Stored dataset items
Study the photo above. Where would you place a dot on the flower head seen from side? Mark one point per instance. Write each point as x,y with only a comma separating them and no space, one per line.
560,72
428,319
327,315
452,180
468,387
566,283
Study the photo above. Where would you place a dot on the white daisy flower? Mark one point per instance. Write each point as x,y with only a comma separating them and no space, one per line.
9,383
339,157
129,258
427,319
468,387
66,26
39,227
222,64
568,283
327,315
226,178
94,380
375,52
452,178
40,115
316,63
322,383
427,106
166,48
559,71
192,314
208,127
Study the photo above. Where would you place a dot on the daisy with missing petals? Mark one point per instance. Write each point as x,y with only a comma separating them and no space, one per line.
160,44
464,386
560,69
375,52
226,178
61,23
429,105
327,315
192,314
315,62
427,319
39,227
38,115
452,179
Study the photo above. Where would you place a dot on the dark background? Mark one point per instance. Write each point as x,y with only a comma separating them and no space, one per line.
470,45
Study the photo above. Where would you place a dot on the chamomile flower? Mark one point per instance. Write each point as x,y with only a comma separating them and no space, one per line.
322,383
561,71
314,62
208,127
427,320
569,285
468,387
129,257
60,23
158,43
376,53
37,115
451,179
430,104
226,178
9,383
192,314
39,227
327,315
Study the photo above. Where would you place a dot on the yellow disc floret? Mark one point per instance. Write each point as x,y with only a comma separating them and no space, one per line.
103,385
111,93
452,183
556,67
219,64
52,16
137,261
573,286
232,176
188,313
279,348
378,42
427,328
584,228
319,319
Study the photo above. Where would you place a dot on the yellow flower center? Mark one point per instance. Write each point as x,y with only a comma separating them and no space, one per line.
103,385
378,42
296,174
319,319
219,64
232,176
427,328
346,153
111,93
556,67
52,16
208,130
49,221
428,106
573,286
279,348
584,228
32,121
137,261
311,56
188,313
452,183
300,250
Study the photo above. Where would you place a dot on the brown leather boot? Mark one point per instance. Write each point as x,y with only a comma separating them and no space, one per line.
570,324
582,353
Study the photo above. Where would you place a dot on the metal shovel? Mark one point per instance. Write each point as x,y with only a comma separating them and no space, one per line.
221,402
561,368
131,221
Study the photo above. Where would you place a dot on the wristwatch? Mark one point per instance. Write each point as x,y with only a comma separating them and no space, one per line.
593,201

- **Your task**
In this exercise, the data above is to be printed exactly.

- **Response below**
Study the photo above. Where would you place a dot on the flower head seen from side? Mark one point per instance. Write each point as x,y with only a comma separating them and no space, one per line.
560,72
428,319
327,315
452,180
468,387
566,283
Study the photo above. Where would you place a dot on the white daisy flower? Mark one point per instance. Write each point as x,y with only a comma separating them and no space, one per line.
9,383
339,157
129,258
427,319
468,387
66,26
39,227
222,64
568,283
327,315
226,178
94,380
375,52
452,178
40,115
316,63
322,383
427,106
166,48
559,71
192,314
208,127
Study the photo above. Where would you place a dot on the daisy with missing petals? Mark one point per instance. Write each point as x,y with only a comma separating them and no space, one per line.
160,44
464,386
560,69
375,52
226,178
61,23
429,105
327,315
192,314
315,62
427,319
39,227
38,115
452,179
Study the photo above. Where would you place a dot on the dark background? Mark one point per instance. Write each point as x,y with only a comma separating them and no space, one per line.
470,45
Study the photo above. Where would you place a dot on the chamomile flower? Mark one point per instance. Write each point as x,y with only a comma separating them and no space, one per line.
322,383
561,71
314,62
208,127
427,320
569,285
468,387
129,257
60,23
158,43
376,53
37,115
451,179
430,104
226,178
9,383
192,314
39,227
327,315
Study the photo above. Where would you place a dot on the yellow disc floret? Mark one point per instance. Write each point as x,y with only a comma separating them and no space, one per line.
103,385
111,93
452,183
556,67
219,64
52,16
137,261
573,286
232,176
188,313
279,348
378,42
427,328
584,228
319,319
Study the photo above. Where would you place a dot on the yellow flower center? Mark one point per instance. Write each point as x,y with only a comma separating them and no space, one per line.
103,385
378,42
296,174
319,319
219,64
232,176
427,328
346,153
111,93
556,67
52,16
208,130
49,221
428,106
573,286
279,348
584,228
32,121
137,261
311,56
188,313
452,183
300,250
Study the photo above. Where would you place a dot on the brown leather boot? Mark one point per instance. Write each point as x,y with only a comma separating them and no space, one per line.
570,324
582,353
Study the photo above. Where would you place a dot on the metal shovel? Mark one point per instance. Write each point as x,y with only a comma separating them and no space, one per line.
221,402
561,368
131,221
Study the photo above. Where would you place a dot on the wristwatch? Mark one point per instance. Write each point as x,y with only a comma separating them and no space, one per line.
593,201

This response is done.